> _Task_: Can you reproduce all the rows below, requests included, rescaling every x and y coordinate in the answers by a factor of 2 and rounding to whole numbers with halves going up? Leave the pictures out.

(Point labels for photos)
----
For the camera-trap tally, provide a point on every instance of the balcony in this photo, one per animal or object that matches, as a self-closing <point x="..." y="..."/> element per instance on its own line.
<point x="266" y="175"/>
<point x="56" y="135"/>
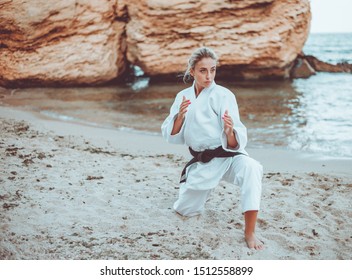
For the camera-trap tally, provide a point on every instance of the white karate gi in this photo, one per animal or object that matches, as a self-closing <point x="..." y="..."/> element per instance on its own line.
<point x="203" y="129"/>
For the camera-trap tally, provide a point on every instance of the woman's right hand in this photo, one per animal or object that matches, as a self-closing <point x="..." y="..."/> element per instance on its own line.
<point x="180" y="116"/>
<point x="183" y="108"/>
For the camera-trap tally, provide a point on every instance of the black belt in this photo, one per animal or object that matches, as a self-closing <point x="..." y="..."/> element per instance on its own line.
<point x="206" y="156"/>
----
> _Final result_:
For the camera-trap tally, provide a point on every instance of the balcony in this photo, one per animal or object that matches, as a self-closing <point x="..." y="..."/> element per instance on its own line.
<point x="532" y="350"/>
<point x="112" y="270"/>
For the camera-trap tally, provide a point on every instance of the white karate gi in this photo, one per animal or object that matches, as a self-closing <point x="..." y="..."/> element per instance on its own line.
<point x="406" y="258"/>
For the camera-trap tally, provide a point on every instance of the woman's right hand in this photo, one per animal or object that matches, as a self-closing <point x="..." y="..."/> element per instance on its own line.
<point x="360" y="232"/>
<point x="366" y="216"/>
For the camera-trap tally, provide a point on every instance of the black belt in this photo, one per animal or object that matches, as a self-closing <point x="..." y="..."/> element per instance on its own line.
<point x="412" y="312"/>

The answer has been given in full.